-- Begin Data supplied --

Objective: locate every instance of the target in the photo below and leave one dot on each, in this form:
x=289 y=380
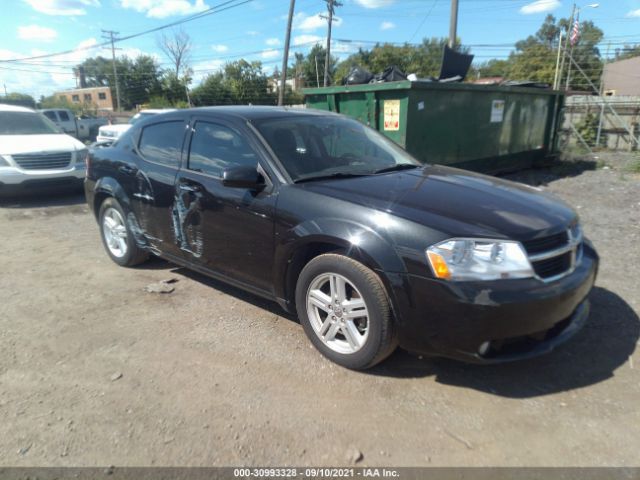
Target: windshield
x=26 y=123
x=320 y=146
x=139 y=116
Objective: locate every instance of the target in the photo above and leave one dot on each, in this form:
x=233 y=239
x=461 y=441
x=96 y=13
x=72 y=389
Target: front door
x=159 y=152
x=227 y=230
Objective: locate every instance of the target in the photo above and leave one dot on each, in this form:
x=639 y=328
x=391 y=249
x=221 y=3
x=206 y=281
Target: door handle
x=189 y=188
x=126 y=169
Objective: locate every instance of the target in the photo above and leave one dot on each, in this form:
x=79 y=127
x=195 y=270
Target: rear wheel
x=345 y=311
x=117 y=237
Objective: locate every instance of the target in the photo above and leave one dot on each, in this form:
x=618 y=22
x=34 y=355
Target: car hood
x=455 y=201
x=16 y=144
x=119 y=128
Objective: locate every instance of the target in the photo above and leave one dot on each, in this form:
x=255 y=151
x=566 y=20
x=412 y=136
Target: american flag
x=575 y=32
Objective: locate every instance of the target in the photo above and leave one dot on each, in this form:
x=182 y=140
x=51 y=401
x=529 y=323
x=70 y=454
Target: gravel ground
x=96 y=371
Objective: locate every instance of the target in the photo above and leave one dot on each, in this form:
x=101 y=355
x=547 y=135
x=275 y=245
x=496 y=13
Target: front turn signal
x=439 y=265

-- End Data supplied --

-- Task statement --
Copy every one of the entries above word for word, but leave the pictures out.

-- Written solution --
Objective: locate every instance of the target in the photo below and leave one dot on each, in this form:
x=289 y=380
Target: windshield
x=26 y=123
x=320 y=146
x=139 y=116
Objective: locate every instance of the target in the photo above and leave one dot on each, in this form:
x=233 y=239
x=461 y=441
x=96 y=13
x=72 y=389
Target: front door
x=159 y=152
x=227 y=230
Objective: locate every instance of the target in the photo above and leave one dot on each, in this form:
x=639 y=328
x=391 y=249
x=221 y=3
x=206 y=281
Target: door handle
x=189 y=188
x=126 y=169
Objective: locate every instance of the target in the photo above and leave one dot on each, in this form:
x=79 y=127
x=195 y=270
Target: rear wheel
x=345 y=311
x=117 y=237
Objective: locate every instance of the target in the photo above and leave one dot on each, in this form:
x=618 y=22
x=34 y=355
Target: car hood
x=455 y=201
x=16 y=144
x=119 y=128
Objective: locate every instance of the target in the photo above and leave one dot on each, in this form:
x=255 y=151
x=566 y=20
x=412 y=136
Target: american flag
x=575 y=32
Objective: locate every instance of the target in the photo above and leave one dot on each, in this form:
x=182 y=140
x=51 y=401
x=529 y=323
x=70 y=454
Target: gravel ground
x=96 y=371
Objective: locate every instance of the target in the photo above and leave one dot on each, in this form:
x=101 y=355
x=547 y=135
x=275 y=245
x=496 y=13
Target: front turn signal
x=439 y=265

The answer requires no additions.